WHAT IS NEEDED
Reproduce all entries precisely, down to the last character.

=======

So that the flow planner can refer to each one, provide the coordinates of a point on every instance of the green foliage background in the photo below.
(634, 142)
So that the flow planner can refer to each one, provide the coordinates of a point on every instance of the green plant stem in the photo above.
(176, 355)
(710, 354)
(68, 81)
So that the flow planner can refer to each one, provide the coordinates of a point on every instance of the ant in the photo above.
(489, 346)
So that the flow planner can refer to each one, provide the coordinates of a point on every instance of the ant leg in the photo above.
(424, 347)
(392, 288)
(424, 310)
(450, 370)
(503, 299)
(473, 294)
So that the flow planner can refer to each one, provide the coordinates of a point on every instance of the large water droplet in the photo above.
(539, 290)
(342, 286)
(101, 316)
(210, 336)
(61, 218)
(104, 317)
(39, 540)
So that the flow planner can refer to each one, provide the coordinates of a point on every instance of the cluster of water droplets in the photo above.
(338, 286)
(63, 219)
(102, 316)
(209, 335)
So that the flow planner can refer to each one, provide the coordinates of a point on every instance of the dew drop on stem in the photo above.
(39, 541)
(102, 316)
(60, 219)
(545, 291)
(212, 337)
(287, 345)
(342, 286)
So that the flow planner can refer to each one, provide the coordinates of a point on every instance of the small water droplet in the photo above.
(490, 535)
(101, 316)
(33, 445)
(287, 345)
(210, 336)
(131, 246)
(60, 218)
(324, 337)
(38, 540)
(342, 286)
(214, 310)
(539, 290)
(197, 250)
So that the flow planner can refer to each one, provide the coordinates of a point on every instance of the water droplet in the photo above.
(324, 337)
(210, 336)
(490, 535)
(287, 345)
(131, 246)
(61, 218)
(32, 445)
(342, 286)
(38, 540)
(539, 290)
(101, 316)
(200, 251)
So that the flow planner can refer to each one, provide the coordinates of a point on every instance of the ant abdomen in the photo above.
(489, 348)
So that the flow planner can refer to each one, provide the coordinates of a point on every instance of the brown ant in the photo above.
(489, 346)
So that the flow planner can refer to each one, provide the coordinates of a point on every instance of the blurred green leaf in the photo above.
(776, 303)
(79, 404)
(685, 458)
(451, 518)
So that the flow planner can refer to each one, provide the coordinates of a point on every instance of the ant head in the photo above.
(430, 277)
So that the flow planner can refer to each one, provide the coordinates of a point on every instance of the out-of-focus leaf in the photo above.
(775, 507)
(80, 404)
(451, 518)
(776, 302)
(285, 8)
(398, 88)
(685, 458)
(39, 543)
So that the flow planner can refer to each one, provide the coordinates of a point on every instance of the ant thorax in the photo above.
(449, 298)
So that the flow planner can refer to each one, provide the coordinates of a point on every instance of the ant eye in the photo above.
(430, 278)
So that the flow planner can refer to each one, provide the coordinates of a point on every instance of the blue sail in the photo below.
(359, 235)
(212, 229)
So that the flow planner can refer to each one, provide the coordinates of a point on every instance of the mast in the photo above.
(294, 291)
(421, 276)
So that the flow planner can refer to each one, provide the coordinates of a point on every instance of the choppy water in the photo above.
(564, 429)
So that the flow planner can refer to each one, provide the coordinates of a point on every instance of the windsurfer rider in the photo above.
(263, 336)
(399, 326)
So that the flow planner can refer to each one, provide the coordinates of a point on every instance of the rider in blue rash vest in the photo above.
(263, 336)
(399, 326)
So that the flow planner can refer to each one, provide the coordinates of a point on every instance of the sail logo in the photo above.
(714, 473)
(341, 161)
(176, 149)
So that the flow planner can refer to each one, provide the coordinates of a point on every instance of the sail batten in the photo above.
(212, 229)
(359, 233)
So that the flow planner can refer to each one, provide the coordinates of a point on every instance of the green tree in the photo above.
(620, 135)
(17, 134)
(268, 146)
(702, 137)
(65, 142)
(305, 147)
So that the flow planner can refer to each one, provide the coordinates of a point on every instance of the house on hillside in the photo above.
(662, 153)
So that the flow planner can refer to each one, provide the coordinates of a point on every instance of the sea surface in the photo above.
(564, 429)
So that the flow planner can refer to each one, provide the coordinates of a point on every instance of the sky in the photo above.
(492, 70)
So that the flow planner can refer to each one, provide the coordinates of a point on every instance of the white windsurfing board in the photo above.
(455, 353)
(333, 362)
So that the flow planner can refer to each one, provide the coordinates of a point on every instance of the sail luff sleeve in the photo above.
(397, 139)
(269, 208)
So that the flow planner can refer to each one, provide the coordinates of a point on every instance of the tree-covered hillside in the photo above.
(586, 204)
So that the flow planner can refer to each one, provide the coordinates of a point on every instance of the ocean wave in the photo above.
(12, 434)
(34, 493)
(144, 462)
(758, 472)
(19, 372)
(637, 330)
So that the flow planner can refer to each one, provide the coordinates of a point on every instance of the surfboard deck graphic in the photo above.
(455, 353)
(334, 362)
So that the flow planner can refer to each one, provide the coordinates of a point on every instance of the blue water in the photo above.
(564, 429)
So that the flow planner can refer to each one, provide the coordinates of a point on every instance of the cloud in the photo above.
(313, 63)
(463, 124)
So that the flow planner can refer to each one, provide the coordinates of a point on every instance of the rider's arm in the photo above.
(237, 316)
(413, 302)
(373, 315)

=======

TASK ANSWER
So that the flow planner can refer to each one, provide the coordinates of a point on every instance of the green foliage background in the photo below.
(634, 142)
So that the flow planner can refer to each one, provide the coordinates of a point on every instance of the green plant stem in the photo above.
(176, 355)
(710, 354)
(68, 81)
So that the flow planner can refer to each one, provide the coordinates of a point on every instance of the ant in the photo above.
(489, 346)
So that the flow planner can refer to each one, provide the coordinates of a point on every instance of the ant leg in the photo above.
(424, 347)
(392, 288)
(424, 310)
(450, 370)
(503, 299)
(473, 294)
So that the flow planner can refer to each one, provide the coordinates of a point on every instance of the large water droplet in the photo above.
(539, 290)
(342, 286)
(101, 316)
(210, 336)
(61, 218)
(104, 317)
(39, 540)
So that the flow planner can refer to each one, provide the coordinates of a point on every instance of the cluster of water droplets in the photo above.
(338, 286)
(63, 219)
(102, 316)
(209, 335)
So that the flow planner can refer to each one, provide the coordinates of a point on every instance of the dew drop on stem in the photo above.
(39, 541)
(102, 316)
(60, 219)
(545, 291)
(212, 337)
(287, 345)
(342, 286)
So that the flow planner can refer to each one, provide the coordinates of a point on every instance of the small water droplet in the photo above.
(490, 535)
(101, 316)
(33, 445)
(287, 345)
(210, 336)
(131, 246)
(60, 218)
(324, 337)
(38, 540)
(342, 286)
(214, 310)
(539, 290)
(197, 250)
So that the flow planner can refer to each one, provide the coordinates of a point on every instance of the water droplet in the photo above.
(324, 337)
(210, 336)
(490, 535)
(287, 345)
(131, 246)
(61, 218)
(32, 445)
(342, 286)
(38, 540)
(539, 290)
(101, 316)
(200, 251)
So that the flow planner can refer to each one, provide the coordinates of a point on every instance of the ant abdomen in the photo above.
(489, 348)
So that the flow planner can refer to each one, provide the coordinates of a point on every instance of the brown ant in the photo above.
(489, 346)
So that the flow planner can refer to each one, provide the coordinates of a point on every instance of the blurred green leaf in the photo above.
(776, 303)
(79, 404)
(685, 458)
(451, 518)
So that the flow planner can refer to each one, provide the coordinates of a point on every instance of the ant head in the photo above.
(430, 277)
So that the flow planner can refer to each one, provide the coordinates of a point on every instance of the out-of-focus leaf in the photo above.
(775, 507)
(80, 404)
(451, 518)
(776, 302)
(285, 8)
(398, 88)
(685, 458)
(39, 543)
So that the flow planner can refer to each one, provide the coordinates of a point on every instance of the ant thorax in the photo above.
(449, 298)
So that the flow planner can refer to each one, provide the coordinates of a point on every instance of the ant eye in the photo above.
(430, 278)
So that the flow planner can refer to each one, provide the coordinates of a point on every instance of the blue sail in the photo below.
(359, 235)
(212, 229)
So that the flow planner can refer to each one, provide the coordinates of a point on every instance of the mast in the photo above.
(294, 291)
(421, 276)
So that the flow planner can refer to each one, provide the coordinates of a point on every instance of the choppy water in the photo above.
(564, 429)
So that the flow planner can refer to each one, provide the coordinates of a point on every instance of the windsurfer rider in the photo above.
(263, 336)
(399, 326)
So that the flow planner can refer to each one, provide the coordinates of a point on every instance of the rider in blue rash vest in the photo above.
(263, 336)
(399, 326)
So that the flow planner can refer to each one, provide the coordinates of a point on every instance of the sail logo in the photo above.
(714, 473)
(341, 161)
(176, 149)
So that the flow planner can refer to each one, provide the coordinates of a point on every instance of the sail batten in the photo above.
(212, 229)
(359, 233)
So that the flow planner can refer to each one, provide the coordinates of a point on every instance of the green tree in the photo above.
(620, 135)
(17, 134)
(268, 146)
(702, 137)
(65, 142)
(305, 147)
So that the flow planner can refer to each one, provide the coordinates of a point on every instance of the house on hillside in the photo above.
(662, 153)
So that the flow planner can refer to each one, provide the coordinates of a point on every instance of the sea surface in the photo above.
(564, 429)
So that the flow planner can refer to each one, provide the coordinates of a point on every instance of the sky in the photo above.
(492, 70)
So that the flow planner can refer to each one, provide the coordinates of a point on every instance of the white windsurfing board in the photo above.
(455, 353)
(333, 362)
So that the flow planner can refer to each one, provide the coordinates of a point on every instance of the sail luff sleeve in the photo above.
(397, 139)
(269, 208)
So that the flow planner can refer to each one, provide the coordinates of a point on every instance of the tree-covered hillside in the photo above.
(586, 204)
So that the flow planner can refer to each one, provide the coordinates of a point on every instance of the ocean wave in the photo above.
(12, 434)
(34, 493)
(144, 462)
(758, 472)
(19, 372)
(637, 330)
So that the flow planner can refer to each one, provide the coordinates of a point on every instance of the surfboard deck graphic in the photo above.
(455, 353)
(334, 362)
So that the flow planner can refer to each one, provide the coordinates of a point on every instance of the blue water in the photo above.
(564, 429)
So that the flow planner can refer to each one, provide the coordinates of a point on every instance of the cloud in the photo above.
(313, 63)
(463, 124)
So that the flow planner can refer to each one, provide the coordinates of a point on every instance of the rider's arm in the photo above.
(237, 316)
(413, 302)
(373, 315)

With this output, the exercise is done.